Below is a block of records; reproduce all of them exactly and leave out any pictures.

* **GIVEN DATA**:
begin
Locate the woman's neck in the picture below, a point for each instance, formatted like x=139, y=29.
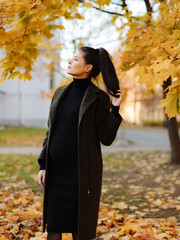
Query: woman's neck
x=81, y=82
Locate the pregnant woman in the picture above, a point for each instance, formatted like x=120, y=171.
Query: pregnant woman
x=71, y=161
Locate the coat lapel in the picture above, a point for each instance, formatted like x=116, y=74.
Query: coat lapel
x=89, y=97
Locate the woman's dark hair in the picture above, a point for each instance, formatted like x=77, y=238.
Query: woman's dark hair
x=101, y=61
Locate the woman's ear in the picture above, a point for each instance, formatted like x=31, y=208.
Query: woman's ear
x=88, y=67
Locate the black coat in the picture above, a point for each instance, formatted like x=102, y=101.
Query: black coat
x=96, y=124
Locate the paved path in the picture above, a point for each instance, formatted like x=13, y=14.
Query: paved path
x=135, y=139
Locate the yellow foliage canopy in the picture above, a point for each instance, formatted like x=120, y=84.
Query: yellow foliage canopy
x=153, y=45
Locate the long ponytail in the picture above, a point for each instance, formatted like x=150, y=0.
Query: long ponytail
x=101, y=61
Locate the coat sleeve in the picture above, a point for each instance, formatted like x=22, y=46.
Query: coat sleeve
x=42, y=157
x=108, y=121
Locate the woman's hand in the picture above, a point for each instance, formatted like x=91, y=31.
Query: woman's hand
x=41, y=177
x=117, y=101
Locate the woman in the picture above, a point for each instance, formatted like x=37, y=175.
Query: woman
x=71, y=161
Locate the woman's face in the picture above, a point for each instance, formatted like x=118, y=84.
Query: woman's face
x=77, y=66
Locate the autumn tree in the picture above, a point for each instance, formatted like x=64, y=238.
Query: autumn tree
end
* **REPLY TO THE TASK**:
Locate the woman's neck in the picture below, a point for each instance, formatted like x=139, y=29.
Query: woman's neck
x=81, y=82
Locate the pregnant woman in the picture above, a point for each instance, formatted like x=120, y=171.
Query: pregnant woman
x=71, y=161
Locate the coat lapel in the picture above, a point for each instance, formatted like x=116, y=74.
Query: coat lapel
x=89, y=97
Locate the woman's dark hair in the picture above, a point for each instance, formatted like x=77, y=238.
Query: woman's dark hair
x=101, y=61
Locate the woman's ear in the picture above, a point for each instance, formatted like x=31, y=208.
Query: woman's ear
x=88, y=67
Locate the black coat in the picture above, a point for each instance, formatted like x=102, y=101.
Query: black coat
x=96, y=124
Locate the paved path in the picture above, a point for each instance, formatted like x=13, y=14.
Query: paved path
x=135, y=139
Locate the yellow foliage canopy in the picture above, a point for each instance, formatted like x=120, y=84.
Query: yellow foliage canopy
x=153, y=45
Locate the long ponytail in the picture above, a point for each instance, formatted like x=150, y=0.
Query: long ponytail
x=101, y=61
Locate the coat sleeve in the picture above, a point for each instance, formatted like x=22, y=46.
Query: coat sleeve
x=42, y=157
x=108, y=121
Locate the woman's hand in the picture above, a point for each instance, formatted like x=91, y=31.
Query: woman's hand
x=41, y=177
x=117, y=101
Locate the woman in the picture above, a point for each instance, formatted like x=37, y=175.
Query: woman
x=71, y=161
Locate the woman's face in the picture above, a point for each instance, formatted like x=118, y=84.
Query: woman's face
x=77, y=66
Locate the autumn tree in the picture above, a point for each instance, formatted like x=64, y=238.
Query: autumn tree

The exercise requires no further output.